PROBLEM TO WORK ON. Transcribe each record exactly; skip any picture.
• • • • •
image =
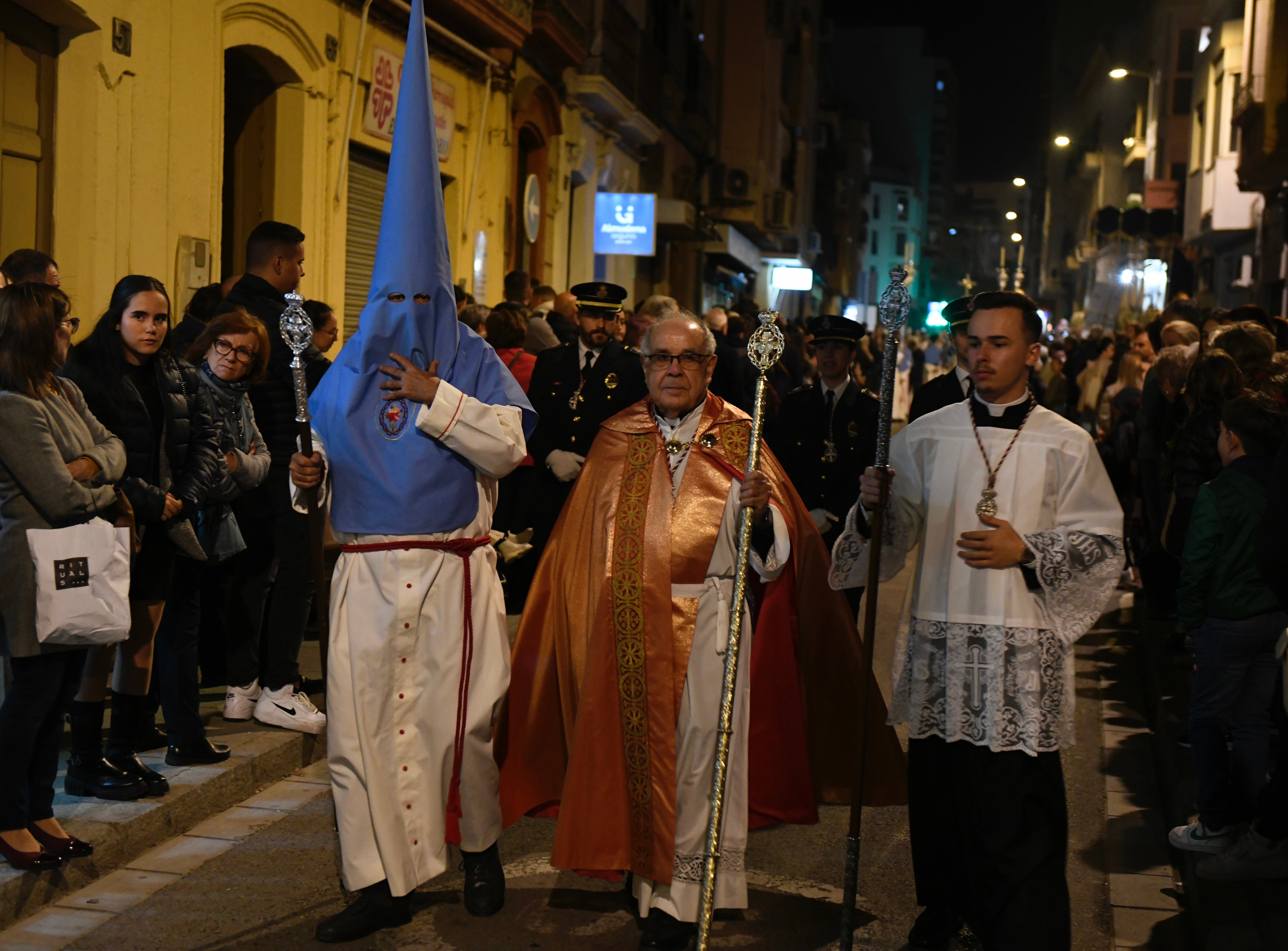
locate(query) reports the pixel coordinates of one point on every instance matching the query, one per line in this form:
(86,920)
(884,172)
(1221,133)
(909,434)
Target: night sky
(1001,52)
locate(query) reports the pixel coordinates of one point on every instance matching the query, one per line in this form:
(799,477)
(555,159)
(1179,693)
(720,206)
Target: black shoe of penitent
(485,882)
(374,910)
(934,930)
(665,933)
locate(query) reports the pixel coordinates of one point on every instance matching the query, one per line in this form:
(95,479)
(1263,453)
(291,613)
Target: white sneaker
(240,702)
(1251,859)
(1197,838)
(285,708)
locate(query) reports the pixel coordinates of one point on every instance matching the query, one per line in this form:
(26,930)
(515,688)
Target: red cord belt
(464,548)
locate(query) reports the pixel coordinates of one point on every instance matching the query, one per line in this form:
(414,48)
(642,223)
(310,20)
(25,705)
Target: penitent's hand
(754,495)
(410,383)
(875,488)
(307,472)
(1001,548)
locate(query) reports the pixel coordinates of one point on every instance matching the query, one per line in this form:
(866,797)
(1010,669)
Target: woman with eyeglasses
(230,355)
(57,468)
(156,405)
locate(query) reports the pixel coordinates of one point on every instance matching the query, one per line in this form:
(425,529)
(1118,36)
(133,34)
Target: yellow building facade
(151,136)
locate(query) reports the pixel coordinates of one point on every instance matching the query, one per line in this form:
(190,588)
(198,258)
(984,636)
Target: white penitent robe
(397,624)
(700,714)
(982,658)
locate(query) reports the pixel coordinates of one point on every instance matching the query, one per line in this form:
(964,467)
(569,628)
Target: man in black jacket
(574,390)
(277,538)
(955,386)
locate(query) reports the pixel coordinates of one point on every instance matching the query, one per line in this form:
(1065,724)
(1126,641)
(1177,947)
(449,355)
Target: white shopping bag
(83,583)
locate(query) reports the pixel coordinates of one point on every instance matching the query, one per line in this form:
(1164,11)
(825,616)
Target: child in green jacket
(1235,620)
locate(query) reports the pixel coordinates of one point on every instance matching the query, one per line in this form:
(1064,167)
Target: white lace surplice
(982,658)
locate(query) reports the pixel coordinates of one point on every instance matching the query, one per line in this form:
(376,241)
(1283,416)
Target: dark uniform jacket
(799,441)
(273,397)
(943,391)
(615,381)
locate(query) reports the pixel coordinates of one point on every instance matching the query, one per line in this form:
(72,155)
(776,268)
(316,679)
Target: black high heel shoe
(71,847)
(29,861)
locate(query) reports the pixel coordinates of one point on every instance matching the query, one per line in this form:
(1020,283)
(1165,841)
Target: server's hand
(307,472)
(1000,548)
(565,466)
(875,486)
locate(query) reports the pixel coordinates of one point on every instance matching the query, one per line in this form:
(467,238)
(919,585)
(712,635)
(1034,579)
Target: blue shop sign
(624,223)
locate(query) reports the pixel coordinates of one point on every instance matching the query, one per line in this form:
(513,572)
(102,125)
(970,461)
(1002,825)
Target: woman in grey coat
(57,468)
(230,355)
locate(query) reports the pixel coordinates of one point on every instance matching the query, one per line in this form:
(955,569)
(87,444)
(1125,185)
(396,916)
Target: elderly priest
(615,696)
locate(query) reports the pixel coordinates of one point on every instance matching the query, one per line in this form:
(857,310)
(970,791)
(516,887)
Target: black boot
(374,910)
(203,752)
(485,882)
(128,713)
(665,933)
(88,774)
(934,930)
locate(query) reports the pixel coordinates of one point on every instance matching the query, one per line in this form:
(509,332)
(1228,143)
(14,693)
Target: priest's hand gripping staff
(893,311)
(298,332)
(764,349)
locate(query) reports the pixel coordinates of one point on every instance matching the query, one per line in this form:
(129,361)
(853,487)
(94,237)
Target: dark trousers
(277,560)
(31,734)
(176,666)
(990,833)
(1235,681)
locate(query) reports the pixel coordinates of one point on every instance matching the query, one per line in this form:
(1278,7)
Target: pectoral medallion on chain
(987,504)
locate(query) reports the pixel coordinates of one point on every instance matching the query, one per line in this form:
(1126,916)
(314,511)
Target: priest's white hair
(709,339)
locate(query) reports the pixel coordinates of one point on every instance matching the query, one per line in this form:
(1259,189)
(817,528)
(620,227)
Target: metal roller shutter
• • • • •
RESPONSE TO THIS TASK.
image =
locate(query) reports the pixel coordinates of one point on every instance matching the query, one per line in this form:
(86,920)
(884,172)
(1221,133)
(909,434)
Target: night sky
(1001,52)
locate(query) reports the pixel coordinates of one point on every instance matching the query, one per line in this form:
(799,477)
(555,159)
(1179,693)
(720,206)
Target: black shoe of penitent
(485,882)
(374,910)
(934,930)
(665,933)
locate(query) reports the pixel coordinates of one point on every instance matching the query, one per line in this form:
(95,479)
(1263,453)
(291,613)
Target: white sneaker
(240,702)
(1251,859)
(1197,838)
(285,708)
locate(query) reports the pixel coordinates of one point on every instance matching the query, one per line in this form:
(26,930)
(515,688)
Target: red cord belt
(464,548)
locate(query) reports the pixel coordinates of one point on every instance matching the query, one per line in this form:
(414,48)
(642,223)
(310,20)
(25,705)
Target: penitent's hand
(754,495)
(410,383)
(875,488)
(307,472)
(1001,548)
locate(query) reports the pixel coordinates of one point on every instance matching the query, one per line in this form:
(866,797)
(1010,669)
Target: woman with eyeglasses
(230,355)
(57,468)
(156,405)
locate(query) reports the pixel coordinates of one point on every instance matching the query, one per line in this form:
(425,529)
(1118,36)
(133,34)
Target: yellow building facade
(151,136)
locate(query) reports the pixel coordinates of one point on every instance matching the query, one per line in this form:
(190,588)
(198,258)
(984,636)
Target: white penitent robe
(397,624)
(700,714)
(982,658)
locate(query) reports the pixel coordinates of one point on every instance matching the query, one per line in this form:
(964,467)
(569,628)
Target: man in black jacket
(574,390)
(277,538)
(955,386)
locate(query) reports the pixel coordinates of one point on every instance matching the query, one per line in this form:
(1065,724)
(1126,641)
(1177,947)
(449,355)
Target: white shopping bag
(83,583)
locate(query) reports the pixel coordinates of one point on every instance matching the query, one per line in this form:
(1164,11)
(825,616)
Target: child in green jacket
(1235,620)
locate(query) reports the pixel coordinates of one point on every instance matching the query, one per line in this form:
(1064,167)
Target: white lace surplice
(982,658)
locate(query) reports the pixel coordinates of one point on every instance matching the query, one per line in this form:
(376,241)
(1283,416)
Target: dark uniform jacket
(799,441)
(273,397)
(943,391)
(615,381)
locate(query) reports the pixel coordinates of one point on every instance matching the query, one per line in this form:
(72,155)
(776,268)
(316,679)
Target: black high heel shoe
(71,847)
(29,861)
locate(query) reports the pixel coordinates of one point on every instance matching the query, one per line in this form:
(1020,283)
(1165,841)
Target: server's hand
(307,472)
(1000,548)
(565,466)
(875,486)
locate(query) reports the pixel coordinates of one point on every instance matching the query, one per line in this form:
(467,238)
(919,585)
(712,635)
(1034,579)
Target: blue shop sign
(624,223)
locate(query) reports the pixel coordinates of one point on every instance matching the query, one per line in this form:
(513,572)
(102,125)
(970,461)
(1002,825)
Target: woman in grey coat
(57,468)
(230,355)
locate(query) reports the pixel coordinates of one point on every instance matching the query, one per line in this form:
(955,569)
(87,444)
(1125,185)
(396,916)
Target: elderly priest
(615,696)
locate(query) reports the pixel coordinates of one point on every instance matching the query, one per line in this form:
(857,310)
(970,791)
(516,887)
Target: black boot
(374,910)
(203,752)
(485,882)
(128,713)
(665,933)
(88,774)
(934,930)
locate(query) reports the pixel coordinates of one point on every instance matching the query, one per line in this form:
(509,332)
(1228,143)
(14,693)
Target: priest's hand gripping staff
(893,311)
(298,332)
(764,349)
locate(query) reports the pixel coordinates of one point on every instance matching the query, one per line in this form:
(129,361)
(853,487)
(94,237)
Target: dark trousers
(277,560)
(31,734)
(176,666)
(990,833)
(1235,681)
locate(query) reports the pixel coordinates of one point on every instance matching the query, one per line in this form:
(1278,7)
Target: pectoral medallion on chain
(987,504)
locate(query) reports the pixel coordinates of one point on every instance matching the query, one per line in this form:
(1126,916)
(314,511)
Target: priest's white hair
(709,339)
locate(query) reports the pixel coordinates of one point on every instance matching the query, one per line in this form:
(1259,189)
(817,528)
(620,227)
Target: metal roller shutter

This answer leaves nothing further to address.